Source passage:
┏━━

# Drill Bits & Plug Cutters.



## JoeLyddon (Apr 22, 2007)

Those Plug cutters look good…

Those drills… I used to have some similar to that… I hated the round shafts… hit a rough spot and they just spin in the drill going nowhere… From now on, I will only get those with a Hex shaft like Snappy has…

I too like MLCS… Router bits is my best experience and a DT jig that I don't really care for…


----------



## smw6442 (Oct 6, 2010)

get a pair of bifocal safety glasses that what i use for my cheater and they still look good on you lol i bought both of them and i got mine at Harbor Freight tools they work ok..steve


----------



## smitty22 (May 1, 2010)

Thanks Ken, been looking for a good set of plug cutters, think these will do the trick!


----------



## lew (Feb 13, 2008)

Who's getting older?!?

I think I might have to try those tapered drill bits!

Lew


----------



## dbhost (Jul 20, 2009)

Ken,

You might drop the suggestion with MLCS. They have been VERY responsive to customer requests in the past. You never know, you might just be responsible for a great new feature!

FWIW, those MLCS plug cutters are on my wish list for Santa to bring me this year…


----------



## TheOldTimer (Dec 13, 2009)

Hey Guys, if you are older then 71 I will take a back seat to ya. Still going strong in the shop and looking forward to the next 10 years. I have bought router bits and other items from MLCS and have had good luck with everything. Good service and good customer service. Yes, I wear tri focals.

┗━━

Stored records:
┏━━

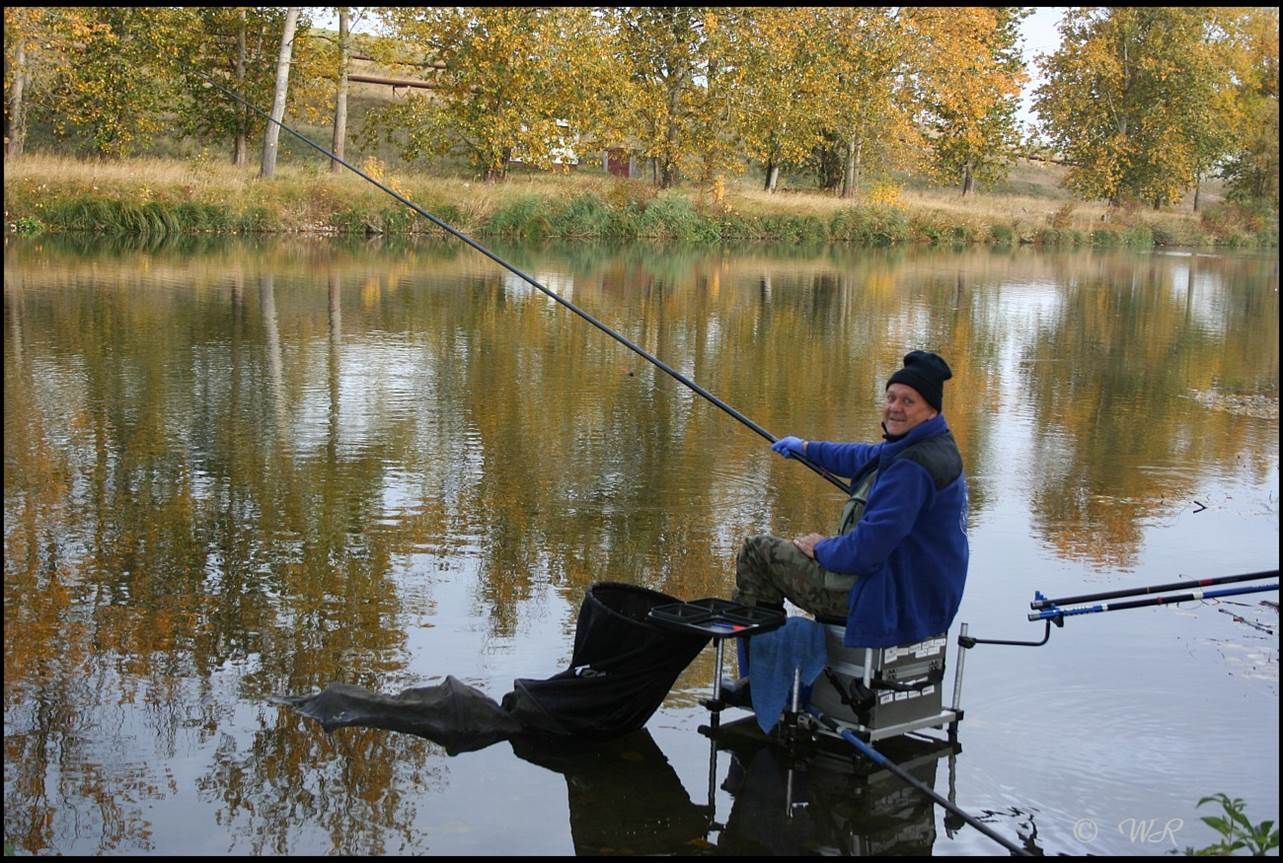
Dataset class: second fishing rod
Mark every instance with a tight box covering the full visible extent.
[205,78,851,495]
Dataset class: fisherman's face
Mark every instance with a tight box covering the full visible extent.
[883,383,939,435]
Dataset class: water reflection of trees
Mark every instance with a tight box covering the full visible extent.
[4,238,1278,853]
[1020,255,1278,567]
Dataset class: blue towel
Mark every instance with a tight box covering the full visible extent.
[748,617,829,733]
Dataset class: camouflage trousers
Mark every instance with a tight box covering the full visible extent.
[731,535,858,618]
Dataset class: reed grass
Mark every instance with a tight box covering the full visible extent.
[4,154,1278,247]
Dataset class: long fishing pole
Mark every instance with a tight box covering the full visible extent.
[1029,569,1279,610]
[807,705,1032,857]
[1029,581,1279,621]
[204,78,851,494]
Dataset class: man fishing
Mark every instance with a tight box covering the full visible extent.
[734,350,967,648]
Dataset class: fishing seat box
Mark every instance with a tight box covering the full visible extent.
[810,618,948,740]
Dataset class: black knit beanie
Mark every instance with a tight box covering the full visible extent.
[887,350,953,410]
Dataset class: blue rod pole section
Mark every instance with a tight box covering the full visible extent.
[1029,569,1279,610]
[1029,581,1279,621]
[205,78,851,495]
[806,704,1032,857]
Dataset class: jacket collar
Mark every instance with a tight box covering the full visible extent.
[878,413,949,462]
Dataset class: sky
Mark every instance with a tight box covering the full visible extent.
[1020,6,1069,128]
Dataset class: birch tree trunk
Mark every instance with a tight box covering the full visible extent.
[259,6,299,177]
[842,136,865,197]
[330,6,352,174]
[232,9,249,167]
[5,35,27,156]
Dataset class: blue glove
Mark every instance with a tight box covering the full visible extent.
[771,436,806,459]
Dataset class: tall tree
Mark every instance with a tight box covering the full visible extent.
[744,6,834,192]
[1035,6,1218,205]
[612,6,709,189]
[330,6,352,174]
[906,6,1028,196]
[259,6,299,177]
[177,6,319,165]
[373,6,612,180]
[816,6,921,197]
[38,6,186,156]
[1221,9,1279,212]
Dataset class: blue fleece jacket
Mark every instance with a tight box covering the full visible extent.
[806,414,967,648]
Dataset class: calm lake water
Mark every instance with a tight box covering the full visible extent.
[4,230,1279,854]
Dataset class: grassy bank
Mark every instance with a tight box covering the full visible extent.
[4,155,1278,247]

┗━━

Tasks to carry out:
1. List the username of every poster in the drill bits and plug cutters thread.
2. In the drill bits and plug cutters thread, which kind of drill shaft does JoeLyddon say he will buy from now on?
3. Resume the drill bits and plug cutters thread from its last post.

Exercise results:
1. JoeLyddon, smw6442, smitty22, lew, dbhost, TheOldTimer

2. Drills with a hex shaft, like the ones Snappy has.

3.
----------



## Ken90712 (Sep 2, 2009)

oldtimer …71 you got me by a cpl LOL Well I feel 71 some days…. hehe.

I made it 44 1/2 never had any problems and one day started having trouble reading the little numbers on Aircraft Wires. Still haven't heard the end of it from the crew at work… I was also doing a project in the shop and the drilled holes were a little off , then Blondie brought out some reading glasses and I was like OHHHHH MYYYYYYYYY that just cost me!

Thx, everyone.


----------



## dustyal (Nov 19, 2008)

Looks like the same sets I bought at Harbor Freight. For the tapered drill bits… I wrote the sizes on the box, and clipped out the size chart that was on the outer cardboard packaging. A third box of forstner bits did have the bit sizes stamped in the location slots. Anyway, as an amateur, these less expensive bits and cutters work well for me.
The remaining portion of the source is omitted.